Below are some entries. Transcribe the lines from the one holding "Emit one marker per instance in this form: [(139, 244)]." to the one holding "Emit one marker per instance in this form: [(180, 434)].", inclusive, but not the pictures among them.

** RECORDS PROVIDED **
--------
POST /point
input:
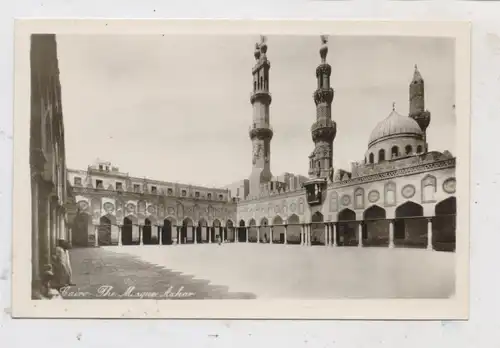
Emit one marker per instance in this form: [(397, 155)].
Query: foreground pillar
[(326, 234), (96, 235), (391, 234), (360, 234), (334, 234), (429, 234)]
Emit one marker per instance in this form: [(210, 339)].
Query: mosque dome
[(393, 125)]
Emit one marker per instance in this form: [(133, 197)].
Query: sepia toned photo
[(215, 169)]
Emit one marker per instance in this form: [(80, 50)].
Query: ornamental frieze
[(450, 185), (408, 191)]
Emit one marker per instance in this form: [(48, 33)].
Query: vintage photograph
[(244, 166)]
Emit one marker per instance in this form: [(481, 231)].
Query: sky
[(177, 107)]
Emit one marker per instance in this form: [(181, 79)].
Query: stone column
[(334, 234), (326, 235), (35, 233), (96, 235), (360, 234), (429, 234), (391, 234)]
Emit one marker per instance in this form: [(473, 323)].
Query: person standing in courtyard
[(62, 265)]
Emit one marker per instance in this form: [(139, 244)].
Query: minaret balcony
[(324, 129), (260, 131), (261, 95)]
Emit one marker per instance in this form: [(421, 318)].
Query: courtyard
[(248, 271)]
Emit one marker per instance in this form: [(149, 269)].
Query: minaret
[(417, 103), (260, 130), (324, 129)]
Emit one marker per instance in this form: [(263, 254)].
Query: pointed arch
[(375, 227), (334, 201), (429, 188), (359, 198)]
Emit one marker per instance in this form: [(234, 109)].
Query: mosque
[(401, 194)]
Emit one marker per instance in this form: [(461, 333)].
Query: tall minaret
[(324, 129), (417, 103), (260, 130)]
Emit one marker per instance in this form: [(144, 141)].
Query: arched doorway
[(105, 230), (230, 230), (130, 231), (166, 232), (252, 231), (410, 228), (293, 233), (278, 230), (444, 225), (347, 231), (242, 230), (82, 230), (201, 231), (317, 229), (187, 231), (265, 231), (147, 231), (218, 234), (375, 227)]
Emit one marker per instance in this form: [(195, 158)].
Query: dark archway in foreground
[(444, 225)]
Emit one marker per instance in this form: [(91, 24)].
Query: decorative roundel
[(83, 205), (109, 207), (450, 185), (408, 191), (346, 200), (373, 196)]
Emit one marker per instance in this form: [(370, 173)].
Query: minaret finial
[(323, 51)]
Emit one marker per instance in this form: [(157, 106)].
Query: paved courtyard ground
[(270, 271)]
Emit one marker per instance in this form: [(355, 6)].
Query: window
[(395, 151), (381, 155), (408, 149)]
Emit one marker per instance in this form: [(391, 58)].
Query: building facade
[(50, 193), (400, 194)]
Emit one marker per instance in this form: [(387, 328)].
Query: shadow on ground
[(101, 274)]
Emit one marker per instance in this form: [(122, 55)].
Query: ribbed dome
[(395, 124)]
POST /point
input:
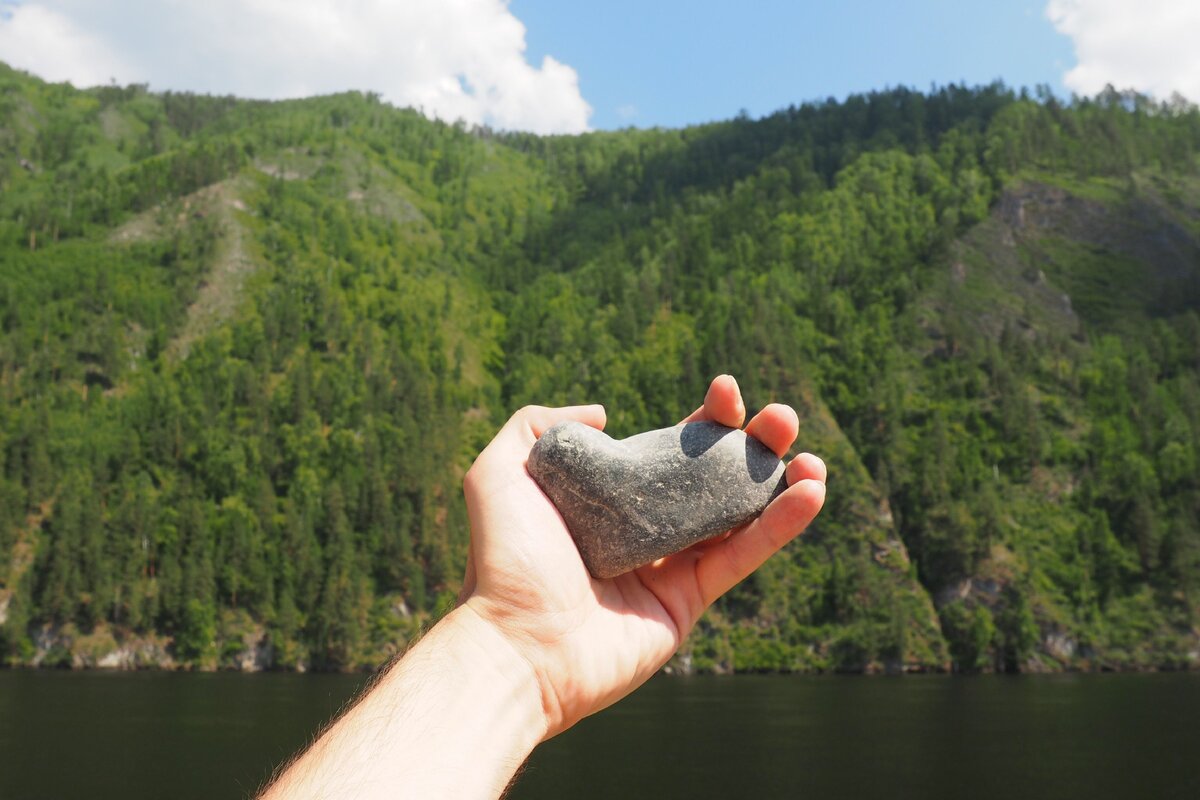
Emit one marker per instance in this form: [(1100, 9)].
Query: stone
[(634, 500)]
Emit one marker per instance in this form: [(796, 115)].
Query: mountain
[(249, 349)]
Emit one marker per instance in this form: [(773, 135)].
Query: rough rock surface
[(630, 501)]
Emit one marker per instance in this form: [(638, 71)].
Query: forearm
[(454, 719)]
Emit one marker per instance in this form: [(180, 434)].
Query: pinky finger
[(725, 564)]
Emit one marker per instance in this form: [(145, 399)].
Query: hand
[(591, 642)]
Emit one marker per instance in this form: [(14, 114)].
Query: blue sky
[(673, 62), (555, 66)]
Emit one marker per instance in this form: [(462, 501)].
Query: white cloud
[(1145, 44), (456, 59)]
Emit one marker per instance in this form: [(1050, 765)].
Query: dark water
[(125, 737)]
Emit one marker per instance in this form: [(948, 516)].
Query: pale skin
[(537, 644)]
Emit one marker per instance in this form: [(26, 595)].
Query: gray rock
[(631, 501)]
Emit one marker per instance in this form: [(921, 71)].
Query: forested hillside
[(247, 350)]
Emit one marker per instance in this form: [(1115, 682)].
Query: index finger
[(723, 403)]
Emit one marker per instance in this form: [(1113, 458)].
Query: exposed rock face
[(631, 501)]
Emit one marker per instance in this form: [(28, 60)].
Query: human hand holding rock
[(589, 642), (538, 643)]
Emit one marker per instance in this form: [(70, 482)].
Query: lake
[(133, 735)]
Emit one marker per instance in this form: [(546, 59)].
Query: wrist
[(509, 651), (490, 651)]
--------
** SOLUTION FOR THIS TASK **
Emit one marker per instance in this form: [(139, 244)].
Query: minaret balcony
[(324, 129), (260, 131), (261, 95)]
Emit one marker per instance in this form: [(421, 318)].
Query: courtyard
[(248, 271)]
Emit one marker per instance in this form: [(149, 269)].
Query: minaret
[(417, 103), (260, 130), (324, 129)]
Emit one marker per instance in this form: [(263, 254)].
Query: pointed arch
[(375, 227), (334, 201), (429, 188), (359, 198)]
Emit one marker per instance in this form: [(234, 109)].
Query: mosque
[(401, 194)]
Emit one marker per instance in this form: [(461, 333)].
Query: tall minaret
[(324, 129), (417, 103), (260, 130)]
Emit one marker per instance in this form: [(144, 141)].
Query: arched doorway
[(105, 230), (230, 230), (130, 231), (166, 232), (252, 231), (410, 228), (293, 233), (278, 230), (444, 225), (347, 231), (242, 230), (82, 230), (201, 231), (317, 229), (187, 231), (265, 231), (147, 231), (218, 234), (375, 227)]
Emit one marker per instance in this form: [(195, 158)].
Query: dark archway in foreground
[(444, 225)]
Emit one marker per instance in this form: [(91, 24)].
Query: decorative roundel
[(83, 205), (109, 207), (450, 185), (408, 191), (346, 200), (373, 196)]
Emit one marker per instance in this form: [(370, 173)].
Query: minaret finial
[(323, 51)]
Emit one marker per instance in this form: [(157, 106)].
Query: paved courtyard ground
[(270, 271)]
Emit one marker per instance in this form: [(355, 6)].
Query: window
[(395, 151), (381, 155), (408, 149)]
Emit one marker per instance in this form: [(391, 58)].
Query: building facade
[(50, 193), (400, 194)]
Emit one marker per instance in this form: [(387, 328)].
Query: shadow on ground
[(101, 274)]
Emit one marker per instance in this form: [(122, 55)].
Query: ribbed dome
[(395, 124)]
POST /point
input:
Emit one marker per instance in this form: [(1100, 9)].
Query: stone
[(634, 500)]
Emit one marker per instance in this form: [(796, 115)].
Query: mountain
[(249, 349)]
Emit one marker per instance in this form: [(773, 135)].
Query: rough rock surface
[(630, 501)]
Emit one marker per instance in this form: [(638, 71)].
Query: forearm
[(454, 719)]
Emit one marker per instance in this form: [(180, 434)].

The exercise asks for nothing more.